--- AIM OF THE TASK ---
Return every entry in the listing word for word.

::::::

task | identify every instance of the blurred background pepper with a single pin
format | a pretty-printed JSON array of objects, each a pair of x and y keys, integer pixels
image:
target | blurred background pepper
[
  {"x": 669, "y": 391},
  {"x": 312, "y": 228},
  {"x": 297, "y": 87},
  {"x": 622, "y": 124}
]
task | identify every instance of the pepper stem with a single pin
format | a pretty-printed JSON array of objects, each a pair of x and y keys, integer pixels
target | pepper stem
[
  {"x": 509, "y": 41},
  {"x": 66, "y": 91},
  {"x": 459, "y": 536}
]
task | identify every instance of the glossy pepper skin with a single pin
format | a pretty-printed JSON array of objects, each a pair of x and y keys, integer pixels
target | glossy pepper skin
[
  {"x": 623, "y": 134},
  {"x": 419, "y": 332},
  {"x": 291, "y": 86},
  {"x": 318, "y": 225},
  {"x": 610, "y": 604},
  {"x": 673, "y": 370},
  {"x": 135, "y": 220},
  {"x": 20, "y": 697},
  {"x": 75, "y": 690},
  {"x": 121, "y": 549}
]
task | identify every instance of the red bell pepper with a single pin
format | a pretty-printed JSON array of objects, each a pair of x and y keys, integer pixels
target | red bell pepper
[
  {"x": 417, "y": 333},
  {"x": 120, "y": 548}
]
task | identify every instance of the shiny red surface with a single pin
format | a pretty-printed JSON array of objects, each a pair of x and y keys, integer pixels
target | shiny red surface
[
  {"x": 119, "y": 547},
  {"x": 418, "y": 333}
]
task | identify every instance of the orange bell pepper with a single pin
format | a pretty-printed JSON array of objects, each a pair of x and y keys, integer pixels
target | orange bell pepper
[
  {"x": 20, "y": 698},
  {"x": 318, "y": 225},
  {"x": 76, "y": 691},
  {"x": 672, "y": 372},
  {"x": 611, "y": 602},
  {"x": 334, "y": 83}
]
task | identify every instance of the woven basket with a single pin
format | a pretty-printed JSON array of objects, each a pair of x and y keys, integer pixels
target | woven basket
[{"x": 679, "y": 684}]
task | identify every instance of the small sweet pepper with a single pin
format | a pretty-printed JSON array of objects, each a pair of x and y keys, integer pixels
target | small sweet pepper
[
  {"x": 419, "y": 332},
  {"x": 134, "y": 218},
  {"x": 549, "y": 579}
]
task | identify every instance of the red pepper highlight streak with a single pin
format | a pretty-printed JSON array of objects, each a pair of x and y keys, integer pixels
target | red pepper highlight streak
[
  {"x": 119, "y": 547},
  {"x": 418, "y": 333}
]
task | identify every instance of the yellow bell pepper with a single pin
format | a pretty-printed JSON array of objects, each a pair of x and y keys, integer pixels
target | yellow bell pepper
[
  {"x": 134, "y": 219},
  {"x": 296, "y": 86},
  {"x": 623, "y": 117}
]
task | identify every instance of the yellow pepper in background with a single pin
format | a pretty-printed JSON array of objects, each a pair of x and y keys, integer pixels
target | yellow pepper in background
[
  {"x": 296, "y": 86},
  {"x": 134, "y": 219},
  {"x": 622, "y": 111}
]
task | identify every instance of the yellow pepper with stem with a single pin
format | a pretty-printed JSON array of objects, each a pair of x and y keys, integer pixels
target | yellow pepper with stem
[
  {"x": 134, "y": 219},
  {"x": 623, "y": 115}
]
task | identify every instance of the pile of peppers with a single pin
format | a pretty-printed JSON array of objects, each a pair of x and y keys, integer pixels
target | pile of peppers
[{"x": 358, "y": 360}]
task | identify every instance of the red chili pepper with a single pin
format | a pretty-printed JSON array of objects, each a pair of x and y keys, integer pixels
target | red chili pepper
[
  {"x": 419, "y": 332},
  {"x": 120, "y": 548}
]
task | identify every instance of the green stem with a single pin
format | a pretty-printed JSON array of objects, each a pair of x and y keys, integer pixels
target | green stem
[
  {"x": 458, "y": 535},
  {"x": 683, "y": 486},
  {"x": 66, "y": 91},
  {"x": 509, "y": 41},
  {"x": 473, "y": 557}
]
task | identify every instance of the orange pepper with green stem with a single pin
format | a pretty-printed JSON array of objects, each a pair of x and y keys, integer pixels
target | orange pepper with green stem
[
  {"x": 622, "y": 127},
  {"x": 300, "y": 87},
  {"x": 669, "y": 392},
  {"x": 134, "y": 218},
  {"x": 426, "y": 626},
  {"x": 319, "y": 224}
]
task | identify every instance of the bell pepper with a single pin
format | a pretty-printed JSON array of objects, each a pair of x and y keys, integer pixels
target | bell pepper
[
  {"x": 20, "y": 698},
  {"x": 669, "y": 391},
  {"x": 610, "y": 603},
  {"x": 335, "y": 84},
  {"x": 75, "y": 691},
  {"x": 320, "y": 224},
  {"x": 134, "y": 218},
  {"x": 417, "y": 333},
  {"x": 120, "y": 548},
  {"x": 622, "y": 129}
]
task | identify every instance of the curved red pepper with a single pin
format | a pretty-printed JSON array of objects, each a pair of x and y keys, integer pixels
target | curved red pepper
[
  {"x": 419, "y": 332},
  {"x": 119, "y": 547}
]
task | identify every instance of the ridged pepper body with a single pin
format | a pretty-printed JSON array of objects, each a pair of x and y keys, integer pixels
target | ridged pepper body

::::::

--- ANSWER FOR THIS EXERCISE ---
task | identify every instance of the blurred background pepper with a single pin
format | a pretty-printed JSON array of objects, each a pair of x and y keys, integer pixels
image:
target | blurred background pepper
[
  {"x": 669, "y": 391},
  {"x": 312, "y": 228},
  {"x": 297, "y": 87},
  {"x": 622, "y": 124}
]
task | identify every instance of the pepper stem with a single pin
format | a pretty-printed JSON array of objects, each a pair of x and y keys, integer pixels
target | pepper stem
[
  {"x": 509, "y": 41},
  {"x": 66, "y": 91},
  {"x": 459, "y": 536}
]
task | identify every instance of the glossy pepper skin with a single pin
format | a pretty-printed JSON array of objects, each a pair of x and y keys, integer pixels
target | glossy pepper skin
[
  {"x": 623, "y": 134},
  {"x": 419, "y": 332},
  {"x": 291, "y": 86},
  {"x": 318, "y": 225},
  {"x": 610, "y": 604},
  {"x": 673, "y": 370},
  {"x": 135, "y": 220},
  {"x": 20, "y": 697},
  {"x": 75, "y": 690},
  {"x": 121, "y": 549}
]
task | identify every instance of the red bell pepper with a single pin
format | a pretty-printed JSON array of objects, each a pair of x and y keys, integer pixels
target | red bell pepper
[
  {"x": 417, "y": 333},
  {"x": 120, "y": 548}
]
task | identify every instance of the shiny red surface with a single pin
format | a pretty-printed JSON array of objects, each a pair of x and y keys, integer pixels
target | shiny red surface
[
  {"x": 119, "y": 547},
  {"x": 418, "y": 333}
]
task | identify every instance of the orange bell pepper with a single pin
format | a pretty-printed JSON array of objects, each a pair of x and y keys, integer pixels
target | orange bell pepper
[
  {"x": 20, "y": 698},
  {"x": 318, "y": 225},
  {"x": 76, "y": 691},
  {"x": 672, "y": 372},
  {"x": 611, "y": 602},
  {"x": 334, "y": 83}
]
task | identify every instance of the woven basket with a single pin
format | a pretty-printed JSON array of objects, each a pair of x and y keys, integer pixels
target | woven basket
[{"x": 679, "y": 684}]
task | identify every instance of the small sweet pepper with a single pin
format | a pretty-printed JSON array of objects, each a pair of x and y keys, integer pixels
target | small sweet pepper
[
  {"x": 419, "y": 332},
  {"x": 134, "y": 218},
  {"x": 549, "y": 579}
]
task | identify every instance of the red pepper highlight streak with a single pin
format | a pretty-printed JSON array of objects, each a pair of x and y keys, integer pixels
target | red pepper highlight streak
[
  {"x": 119, "y": 547},
  {"x": 418, "y": 333}
]
task | identify every instance of the yellow bell pepper with a single pin
format | a pretty-printed JSON array of objects, each a pair of x and y keys, integer pixels
target | yellow bell pepper
[
  {"x": 134, "y": 219},
  {"x": 296, "y": 86},
  {"x": 623, "y": 117}
]
task | identify every instance of the yellow pepper in background with a single pin
format | a pretty-printed JSON array of objects, each a pair of x and y keys, integer pixels
target | yellow pepper in background
[
  {"x": 296, "y": 86},
  {"x": 134, "y": 219},
  {"x": 622, "y": 111}
]
task | identify every instance of the yellow pepper with stem with a single pin
format | a pretty-printed JSON array of objects, each a pair of x and y keys, integer pixels
target | yellow pepper with stem
[
  {"x": 134, "y": 219},
  {"x": 623, "y": 115}
]
task | identify every instance of the pile of peppers with a single pin
format | a pretty-printed JSON array of objects, each a pair of x and y keys, integer pixels
target | pile of peppers
[{"x": 358, "y": 360}]
task | identify every instance of the red chili pepper with a single pin
format | a pretty-printed JSON array of objects, each a pair of x and y keys, integer pixels
target | red chili pepper
[
  {"x": 419, "y": 332},
  {"x": 120, "y": 548}
]
task | identify every instance of the green stem with a single pin
format | a pretty-printed JSON array of objects, each a pair of x and y keys, integer pixels
target | green stem
[
  {"x": 458, "y": 535},
  {"x": 683, "y": 486},
  {"x": 66, "y": 91},
  {"x": 509, "y": 41},
  {"x": 473, "y": 557}
]
task | identify every instance of the orange pepper with green stem with a single pin
format | a pretty-printed JSON array of objects, each a pair of x and y keys, integer pixels
target | orange pepper with green stem
[
  {"x": 622, "y": 127},
  {"x": 300, "y": 87},
  {"x": 669, "y": 392},
  {"x": 134, "y": 218},
  {"x": 426, "y": 626},
  {"x": 319, "y": 224}
]
task | identify every instance of the bell pepper with a single pin
format | a pretty-printed JSON array of objects, each a pair of x and y keys, integer pixels
target | bell pepper
[
  {"x": 20, "y": 698},
  {"x": 669, "y": 391},
  {"x": 610, "y": 603},
  {"x": 335, "y": 84},
  {"x": 75, "y": 691},
  {"x": 320, "y": 224},
  {"x": 134, "y": 218},
  {"x": 417, "y": 333},
  {"x": 120, "y": 548},
  {"x": 622, "y": 129}
]
task | identify every instance of the curved red pepper with a single pin
format | a pretty-printed JSON array of objects, each a pair of x and y keys, integer pixels
target | curved red pepper
[
  {"x": 419, "y": 332},
  {"x": 119, "y": 547}
]
task | identify every instance of the ridged pepper body with a single pin
format | a pretty-printed JSON array of objects, each a pair of x and y keys, integer pixels
target | ridged pepper body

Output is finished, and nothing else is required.